As a doctoral student, surely I could summon some factors from my learning theories repertoire and coursework to make sense of what leads to these kinds of expressions from students. Yet, I know that in the past three decades since Gagne (1977) introduced nine essential events of instruction, contemporary analysis now recognizes nine categories of research-based instructional strategies (Marzano, Pickering, & Pollack, 2001)! The teacher (or one's teaching) is still at the center, not directing research, but as the object of research. To truly understand the significance of statements such as these leading expressions, I know that when I take that quantum leap beyond education's defaulting penchant toward teaching, and place students as objects at the center of learning theory, I am establishing a bias (Creswell, 2003) toward the penultimate role of the teacher in learning.

Foundational to learning, as these case studies underscore, are students' perceptions of their interactions with teachers (Daniels & Perry, 2002; Erwin & Brown, 2003; Fisher, 2003; LaGuardia & Ryan, 2002; Marzano & Marzano, 2003), which are pivotal factors in motivation and eventual academic success (Howse, Lange, Farran, & Boyles, 2003). At issue is the challenge for teaching which “involves jump-starting the self-regulation dynamic” (Martin et al., 2003, p. 431) for students, of shifting an understanding of the locus of motivation to the learner. Understanding the instructor's behaviors through the methodology of case studies and how two students launched into their own self-initiated quests for satisfaction can be best attained through a conversation with the learners themselves.

As a backdrop to student experience, I summon Vygotsky's (1986) conception of learning.

Vygotsky believed that the outward, interpsychological relations become the inner, intrapsychological mental functions. ... The principal steps in this remodeling include the transition from overt dialogue to internal dialogue ... [which are at] the forefront of Vygotsky's theory (Kozulin, 1986, p. xxxvi).

_PROVIDED RECORDS:_
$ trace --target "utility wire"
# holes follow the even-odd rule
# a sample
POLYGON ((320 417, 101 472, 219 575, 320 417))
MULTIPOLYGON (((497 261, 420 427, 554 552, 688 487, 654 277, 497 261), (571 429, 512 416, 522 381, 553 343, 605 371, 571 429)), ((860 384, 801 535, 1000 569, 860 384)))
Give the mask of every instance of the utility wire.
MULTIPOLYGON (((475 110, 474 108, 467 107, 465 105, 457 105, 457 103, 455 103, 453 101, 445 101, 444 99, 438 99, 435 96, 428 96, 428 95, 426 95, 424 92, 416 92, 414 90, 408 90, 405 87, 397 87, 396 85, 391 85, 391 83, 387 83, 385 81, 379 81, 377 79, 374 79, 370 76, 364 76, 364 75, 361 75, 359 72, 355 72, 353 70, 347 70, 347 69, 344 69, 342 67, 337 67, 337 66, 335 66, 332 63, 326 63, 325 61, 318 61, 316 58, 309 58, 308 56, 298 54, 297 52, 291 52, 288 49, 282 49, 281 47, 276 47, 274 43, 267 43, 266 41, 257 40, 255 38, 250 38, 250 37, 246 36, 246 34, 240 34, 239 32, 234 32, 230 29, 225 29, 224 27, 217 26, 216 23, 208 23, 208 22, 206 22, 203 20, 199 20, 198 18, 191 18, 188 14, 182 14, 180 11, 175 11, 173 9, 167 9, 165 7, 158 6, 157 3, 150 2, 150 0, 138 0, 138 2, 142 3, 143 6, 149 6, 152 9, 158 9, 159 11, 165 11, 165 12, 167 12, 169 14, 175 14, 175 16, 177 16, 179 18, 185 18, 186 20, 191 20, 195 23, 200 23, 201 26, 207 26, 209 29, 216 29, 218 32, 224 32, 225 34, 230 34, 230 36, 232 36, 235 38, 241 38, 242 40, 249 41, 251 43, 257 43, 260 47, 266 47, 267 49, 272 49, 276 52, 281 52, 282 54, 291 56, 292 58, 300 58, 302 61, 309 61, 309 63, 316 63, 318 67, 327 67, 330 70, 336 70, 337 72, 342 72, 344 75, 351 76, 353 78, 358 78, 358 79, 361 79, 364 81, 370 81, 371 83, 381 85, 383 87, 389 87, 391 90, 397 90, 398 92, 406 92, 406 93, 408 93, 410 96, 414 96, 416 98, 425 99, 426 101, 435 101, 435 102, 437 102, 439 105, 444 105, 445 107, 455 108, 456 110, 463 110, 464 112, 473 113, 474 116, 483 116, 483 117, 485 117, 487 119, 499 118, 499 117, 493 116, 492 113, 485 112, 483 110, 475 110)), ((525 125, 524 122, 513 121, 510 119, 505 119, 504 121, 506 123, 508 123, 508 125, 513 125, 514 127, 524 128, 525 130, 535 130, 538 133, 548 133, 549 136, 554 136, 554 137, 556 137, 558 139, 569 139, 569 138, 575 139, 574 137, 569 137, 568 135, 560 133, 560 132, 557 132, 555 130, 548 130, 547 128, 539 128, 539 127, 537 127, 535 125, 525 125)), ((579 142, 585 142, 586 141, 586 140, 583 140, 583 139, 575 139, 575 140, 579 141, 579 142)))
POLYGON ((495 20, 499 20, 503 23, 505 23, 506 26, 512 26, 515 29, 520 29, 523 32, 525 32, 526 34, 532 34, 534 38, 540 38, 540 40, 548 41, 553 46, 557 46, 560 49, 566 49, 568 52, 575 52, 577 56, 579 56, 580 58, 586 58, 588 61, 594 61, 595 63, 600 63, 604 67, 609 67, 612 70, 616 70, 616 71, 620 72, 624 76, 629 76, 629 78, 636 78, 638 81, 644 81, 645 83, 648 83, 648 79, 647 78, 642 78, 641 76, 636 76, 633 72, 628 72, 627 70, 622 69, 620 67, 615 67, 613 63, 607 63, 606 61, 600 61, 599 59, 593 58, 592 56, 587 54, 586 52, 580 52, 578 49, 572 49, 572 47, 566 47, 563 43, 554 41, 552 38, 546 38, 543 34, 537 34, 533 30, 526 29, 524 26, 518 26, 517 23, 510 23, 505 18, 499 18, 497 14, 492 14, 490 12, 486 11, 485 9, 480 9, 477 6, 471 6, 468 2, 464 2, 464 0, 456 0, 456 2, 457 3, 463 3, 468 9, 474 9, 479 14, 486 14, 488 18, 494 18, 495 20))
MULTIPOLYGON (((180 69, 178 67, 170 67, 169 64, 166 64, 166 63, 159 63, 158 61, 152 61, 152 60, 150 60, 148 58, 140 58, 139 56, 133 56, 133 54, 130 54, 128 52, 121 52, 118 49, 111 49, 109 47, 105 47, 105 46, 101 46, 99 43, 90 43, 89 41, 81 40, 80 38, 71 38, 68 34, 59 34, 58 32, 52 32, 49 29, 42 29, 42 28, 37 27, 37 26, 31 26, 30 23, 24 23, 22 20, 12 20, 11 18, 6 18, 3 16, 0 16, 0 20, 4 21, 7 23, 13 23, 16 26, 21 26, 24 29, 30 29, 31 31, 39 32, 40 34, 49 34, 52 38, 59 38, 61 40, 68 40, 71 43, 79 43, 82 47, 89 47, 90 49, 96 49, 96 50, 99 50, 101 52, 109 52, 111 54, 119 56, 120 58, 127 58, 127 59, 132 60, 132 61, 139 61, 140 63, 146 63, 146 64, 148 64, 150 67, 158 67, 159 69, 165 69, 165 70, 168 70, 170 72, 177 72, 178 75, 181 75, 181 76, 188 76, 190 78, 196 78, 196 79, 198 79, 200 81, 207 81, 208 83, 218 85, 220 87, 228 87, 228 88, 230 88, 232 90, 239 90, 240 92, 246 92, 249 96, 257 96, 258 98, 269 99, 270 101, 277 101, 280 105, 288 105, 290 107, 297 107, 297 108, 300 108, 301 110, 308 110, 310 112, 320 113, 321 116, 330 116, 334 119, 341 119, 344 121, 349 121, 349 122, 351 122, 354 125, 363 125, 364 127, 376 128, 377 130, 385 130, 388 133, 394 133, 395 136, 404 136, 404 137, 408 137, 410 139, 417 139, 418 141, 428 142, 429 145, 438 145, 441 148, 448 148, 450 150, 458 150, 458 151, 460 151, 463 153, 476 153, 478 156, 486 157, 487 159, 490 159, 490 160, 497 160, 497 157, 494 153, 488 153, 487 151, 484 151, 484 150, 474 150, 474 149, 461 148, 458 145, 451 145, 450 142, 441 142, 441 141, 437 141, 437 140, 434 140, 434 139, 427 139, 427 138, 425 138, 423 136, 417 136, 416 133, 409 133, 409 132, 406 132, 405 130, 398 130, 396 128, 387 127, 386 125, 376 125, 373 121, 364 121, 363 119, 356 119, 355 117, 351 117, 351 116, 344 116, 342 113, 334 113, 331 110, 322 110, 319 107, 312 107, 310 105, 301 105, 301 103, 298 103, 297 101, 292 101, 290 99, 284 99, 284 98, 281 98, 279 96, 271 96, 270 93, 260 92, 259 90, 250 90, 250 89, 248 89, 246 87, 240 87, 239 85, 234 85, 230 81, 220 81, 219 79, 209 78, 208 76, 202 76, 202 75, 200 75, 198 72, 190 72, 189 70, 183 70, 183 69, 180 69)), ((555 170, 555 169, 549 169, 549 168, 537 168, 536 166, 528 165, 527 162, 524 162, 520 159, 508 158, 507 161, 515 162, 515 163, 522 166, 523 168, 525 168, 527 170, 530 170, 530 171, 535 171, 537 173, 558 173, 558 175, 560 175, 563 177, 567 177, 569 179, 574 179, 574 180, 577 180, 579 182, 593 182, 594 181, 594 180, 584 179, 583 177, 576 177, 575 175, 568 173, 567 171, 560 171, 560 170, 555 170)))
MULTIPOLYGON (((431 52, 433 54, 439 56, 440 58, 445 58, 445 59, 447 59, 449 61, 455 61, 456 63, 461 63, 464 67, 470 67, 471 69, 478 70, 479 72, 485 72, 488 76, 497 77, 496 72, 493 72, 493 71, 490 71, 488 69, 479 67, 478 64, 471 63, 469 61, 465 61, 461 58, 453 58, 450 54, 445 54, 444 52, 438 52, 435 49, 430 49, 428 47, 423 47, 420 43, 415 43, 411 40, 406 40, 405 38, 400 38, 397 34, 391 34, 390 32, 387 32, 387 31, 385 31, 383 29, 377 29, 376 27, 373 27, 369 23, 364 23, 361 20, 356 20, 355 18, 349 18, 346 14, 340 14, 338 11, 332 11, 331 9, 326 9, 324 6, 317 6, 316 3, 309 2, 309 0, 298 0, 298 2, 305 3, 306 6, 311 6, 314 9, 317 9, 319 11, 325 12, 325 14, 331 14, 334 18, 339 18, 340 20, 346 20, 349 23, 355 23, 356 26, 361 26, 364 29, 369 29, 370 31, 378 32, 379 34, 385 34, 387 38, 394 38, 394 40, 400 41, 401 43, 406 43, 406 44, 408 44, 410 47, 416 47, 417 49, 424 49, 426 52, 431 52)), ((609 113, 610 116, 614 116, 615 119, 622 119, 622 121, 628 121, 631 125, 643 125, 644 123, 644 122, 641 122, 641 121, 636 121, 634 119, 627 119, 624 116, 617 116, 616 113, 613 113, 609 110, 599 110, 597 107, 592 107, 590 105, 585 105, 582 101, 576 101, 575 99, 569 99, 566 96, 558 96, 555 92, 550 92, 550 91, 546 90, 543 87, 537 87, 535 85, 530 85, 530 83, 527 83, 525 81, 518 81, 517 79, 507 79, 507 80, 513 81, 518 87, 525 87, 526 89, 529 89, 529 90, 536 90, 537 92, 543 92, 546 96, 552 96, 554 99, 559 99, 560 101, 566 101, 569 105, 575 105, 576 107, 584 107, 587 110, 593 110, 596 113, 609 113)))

_WHAT TO WORK ON:_
a – List the sources that the passage on students' perceptions and learning theory cites for students' perceptions of their interactions with teachers.
b – Continue the passage on students' perceptions and learning theory from where it stops.

_THE RESULTS:_
a –
Daniels & Perry, 2002
Erwin & Brown, 2003
Fisher, 2003
LaGuardia & Ryan, 2002
Marzano & Marzano, 2003

b –
In other words, “development occurs first between people, then within the individual. Individuals then actively transform what they have realized through interactions with others” (Wink & Putney, 2002, p. 62). As a student engages in the design and features of instruction, in Vygotskyian terms, an individual mentally converts the image or requirements of the assignment from the teacher into a plan or an approach to complete or master the task.

The zone of proximal development is one of the central tenets of learning identified by Vygotsky. The zone is what Johns-Steiner and Souberman describe as the site of this transformation from the interpersonal beginning to the intrapersonal formation of meaning (in Wink & Putney, 2002). Within this dynamic of delicate interplay a teacher erects what Wood, Bruner, and Ross metaphorically term a scaffold of interaction, “the essence [of which] … is the continual revision of the level of assistance in response to the child's advancement ... [whereby] the learner gradually becomes directly responsible for producing the expected behaviors” (in Grigorenko, 1998, p. 214). The scaffolding is progressively withdrawn as learning becomes more and more intrapersonally meaningful and significant.

The scaffolding concept aligns with the Russian vocabulary of Vygotsky: obrazovanie , “image-making” as a process of forming by outer, social-cultural forces (as an ocean carves and contours a beachhead); and obuchenie , an interchangeable term for the activity of both teachers and students, reciprocal in nature (Wink & Putney, 2002). Regarding Erika's plate, features of scaffolding correspond to the concepts of obrazovanie and obuchenie .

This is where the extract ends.